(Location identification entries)
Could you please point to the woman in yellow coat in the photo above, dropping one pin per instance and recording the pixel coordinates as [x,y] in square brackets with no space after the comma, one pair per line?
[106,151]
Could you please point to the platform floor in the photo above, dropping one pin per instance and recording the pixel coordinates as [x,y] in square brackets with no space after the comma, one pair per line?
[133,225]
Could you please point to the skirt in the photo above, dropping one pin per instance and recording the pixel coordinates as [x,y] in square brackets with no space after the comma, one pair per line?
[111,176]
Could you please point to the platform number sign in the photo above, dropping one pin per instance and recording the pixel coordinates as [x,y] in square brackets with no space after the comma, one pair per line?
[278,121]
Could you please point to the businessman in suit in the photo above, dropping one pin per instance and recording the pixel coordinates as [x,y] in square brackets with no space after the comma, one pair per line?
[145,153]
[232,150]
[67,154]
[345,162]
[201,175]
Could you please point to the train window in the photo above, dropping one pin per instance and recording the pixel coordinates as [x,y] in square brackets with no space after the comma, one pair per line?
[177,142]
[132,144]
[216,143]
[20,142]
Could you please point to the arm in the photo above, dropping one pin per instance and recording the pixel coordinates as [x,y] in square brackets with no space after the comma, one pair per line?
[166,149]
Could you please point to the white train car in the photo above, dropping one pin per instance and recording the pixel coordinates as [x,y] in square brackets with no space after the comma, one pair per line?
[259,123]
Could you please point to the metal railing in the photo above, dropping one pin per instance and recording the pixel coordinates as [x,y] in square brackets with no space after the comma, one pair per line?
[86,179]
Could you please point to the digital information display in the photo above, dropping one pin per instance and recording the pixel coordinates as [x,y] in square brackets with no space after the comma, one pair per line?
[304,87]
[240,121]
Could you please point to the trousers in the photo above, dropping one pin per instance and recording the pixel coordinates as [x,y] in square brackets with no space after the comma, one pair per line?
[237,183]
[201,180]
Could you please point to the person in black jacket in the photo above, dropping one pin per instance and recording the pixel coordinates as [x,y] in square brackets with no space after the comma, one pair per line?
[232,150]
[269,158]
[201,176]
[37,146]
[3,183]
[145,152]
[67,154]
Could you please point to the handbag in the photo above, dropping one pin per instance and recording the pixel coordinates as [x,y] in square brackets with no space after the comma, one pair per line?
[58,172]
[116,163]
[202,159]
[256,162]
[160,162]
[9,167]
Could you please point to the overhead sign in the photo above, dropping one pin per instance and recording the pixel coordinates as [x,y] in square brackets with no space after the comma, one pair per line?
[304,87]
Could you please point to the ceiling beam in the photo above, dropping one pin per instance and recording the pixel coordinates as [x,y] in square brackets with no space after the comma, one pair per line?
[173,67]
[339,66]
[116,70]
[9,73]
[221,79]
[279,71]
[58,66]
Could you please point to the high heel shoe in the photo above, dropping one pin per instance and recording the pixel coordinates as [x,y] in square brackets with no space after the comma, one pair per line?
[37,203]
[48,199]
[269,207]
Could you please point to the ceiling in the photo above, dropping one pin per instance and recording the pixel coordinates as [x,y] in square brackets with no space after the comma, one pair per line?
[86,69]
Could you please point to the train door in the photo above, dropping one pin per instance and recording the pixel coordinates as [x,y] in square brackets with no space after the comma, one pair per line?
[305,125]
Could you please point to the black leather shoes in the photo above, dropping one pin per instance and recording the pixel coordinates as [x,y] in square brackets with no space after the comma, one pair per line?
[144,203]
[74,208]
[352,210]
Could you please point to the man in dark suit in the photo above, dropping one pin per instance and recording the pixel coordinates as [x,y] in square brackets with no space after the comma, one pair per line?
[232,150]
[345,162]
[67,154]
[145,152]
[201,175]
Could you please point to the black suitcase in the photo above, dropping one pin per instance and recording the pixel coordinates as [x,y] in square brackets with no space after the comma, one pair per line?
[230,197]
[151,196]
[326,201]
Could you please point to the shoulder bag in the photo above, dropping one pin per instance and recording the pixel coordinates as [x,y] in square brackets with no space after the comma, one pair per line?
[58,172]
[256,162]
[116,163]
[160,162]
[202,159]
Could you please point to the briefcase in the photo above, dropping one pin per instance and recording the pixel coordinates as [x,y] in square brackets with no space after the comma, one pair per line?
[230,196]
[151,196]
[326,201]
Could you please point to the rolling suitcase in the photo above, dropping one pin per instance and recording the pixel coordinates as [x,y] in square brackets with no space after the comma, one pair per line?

• What the task requires: Quote all the records. Keep every word exact.

• Solution to this exercise:
Could you please point to the woman in yellow coat in the photo above, dropping one pin per instance and recording the pixel coordinates as [x,y] in square brackets with no space after the comma, one pair per line?
[106,151]
Could you please point to the platform floor in the photo above, dropping one pin per instance and recording the pixel coordinates as [x,y] in square brackets with no space after the comma, one pair per line?
[133,225]
Could you please point to the skirt in the photo above, dropping one pin per instance and recording the pixel coordinates as [x,y] in square brackets with no space after the comma, one pair per line?
[111,176]
Could you please point to the platform number sign in the photo above, dropping one pin per instance and recording the pixel coordinates as [x,y] in square brackets with no space after the comma, one pair per line?
[278,121]
Could you please point to the businessman in suit in the photo above, dropping one pin per instance and recording the pixel coordinates as [x,y] in square brackets with no space after the comma, one pair per line?
[145,153]
[232,150]
[67,154]
[345,162]
[201,175]
Could you please point to the train window in the photo above, dropping one pin per instance and recording the pixel coordinates as [x,y] in square brackets with no space after the comma, one pair per line?
[177,142]
[132,144]
[216,143]
[20,142]
Could you please point to the arm in the photo above, dropping one pin per instance and recording the pixel coordinates as [x,y] in square brackets with no space after the comma, one pair per line?
[166,149]
Could you please point to the white train car in the photo above, dropping one pin per instance and recording the pixel coordinates as [x,y] in square brackets with no space after the comma, one pair per line?
[259,123]
Could you please point to the metal railing in the photo above, dropping one pin per instance and recording the pixel coordinates as [x,y] in square brackets with no space after the comma, one pair per line?
[86,179]
Could you please point to the digital information display in the photo above, dropping one pin per instance and recording the pixel coordinates as [x,y] in square brackets with no space after the comma, one pair per line?
[304,87]
[240,121]
Could you please point to the trousers in the photo above, dropping one pin per instance and recording the pixel coordinates as [x,y] in square brackets with no space after the comma, one pair per line?
[237,183]
[201,180]
Could you please point to the person in black jacket in the photo above, dropping one pin per instance and recording the pixel coordinates as [x,y] in square brackets with no space after the comma, one pair per line?
[232,150]
[269,158]
[201,176]
[37,146]
[3,183]
[145,152]
[67,154]
Could you please point to the handbag in the photo above, dropping one pin per instance and recording the pixel coordinates as [x,y] in square brackets with no space after the comma, one pair per line?
[58,172]
[116,163]
[202,159]
[256,162]
[160,162]
[9,167]
Could you please point to the overhead sign in the photo above, dropping one pin per instance and recording the pixel coordinates as [x,y] in square brackets with no space after the comma, one pair per line?
[304,87]
Could you please point to the ceiling beam in the photo above, dropping one pin per instance and recording the pixel coordinates as [x,y] in square brackets with no space after the comma, one pair per line?
[173,67]
[339,66]
[116,70]
[9,73]
[221,79]
[279,71]
[58,66]
Could you please point to the high heel shoe in the photo above, dropping one pin per instance and recording the pixel coordinates as [x,y] in square brackets with no space after the comma, one pair per line?
[37,203]
[48,199]
[269,207]
Could you please point to the ceiling in the photo above, dropping one pin per instance and recording the pixel coordinates as [x,y] in square brackets with no space after the comma, one pair per line?
[86,69]
Could you please point to the train door in the photo above, dropping one pin per instance and recording the pixel coordinates as [x,y] in square brackets with no space after the comma, one pair per line?
[305,125]
Could you please point to the black leather shoes in the photo above, dropping one pin per instance and recording the pixel coordinates as [x,y] in square brackets with no space after the comma, one pair per line?
[144,203]
[74,208]
[352,210]
Could you please point to the man in dark suit in the photo above, dropping one pin per instance and recording the pixel coordinates as [x,y] in square brackets with no space after the comma, one pair per line?
[232,150]
[345,162]
[67,154]
[145,152]
[201,175]
Could you please point to the black suitcase in the photo above, dropping one pin per instance and recording the pixel coordinates as [x,y] in square brackets with no space after the comma, one pair per line?
[230,197]
[151,196]
[326,201]
Could you please point to the shoulder bag in the photo above, dropping one pin per instance and recording the pixel coordinates as [x,y] in square brackets with no space after the comma, one pair per line?
[58,172]
[256,162]
[116,163]
[160,162]
[202,159]
Could you please point to the briefcase in the photo above, dropping one pin per instance and recording the pixel coordinates as [x,y] in square brackets with no space after the comma, one pair per line?
[230,196]
[151,196]
[326,201]
Could you please point to the rolling suitcase in the photo above, dropping one pin per instance and recording the pixel coordinates as [x,y] in square brackets with no space after the comma, one pair per line?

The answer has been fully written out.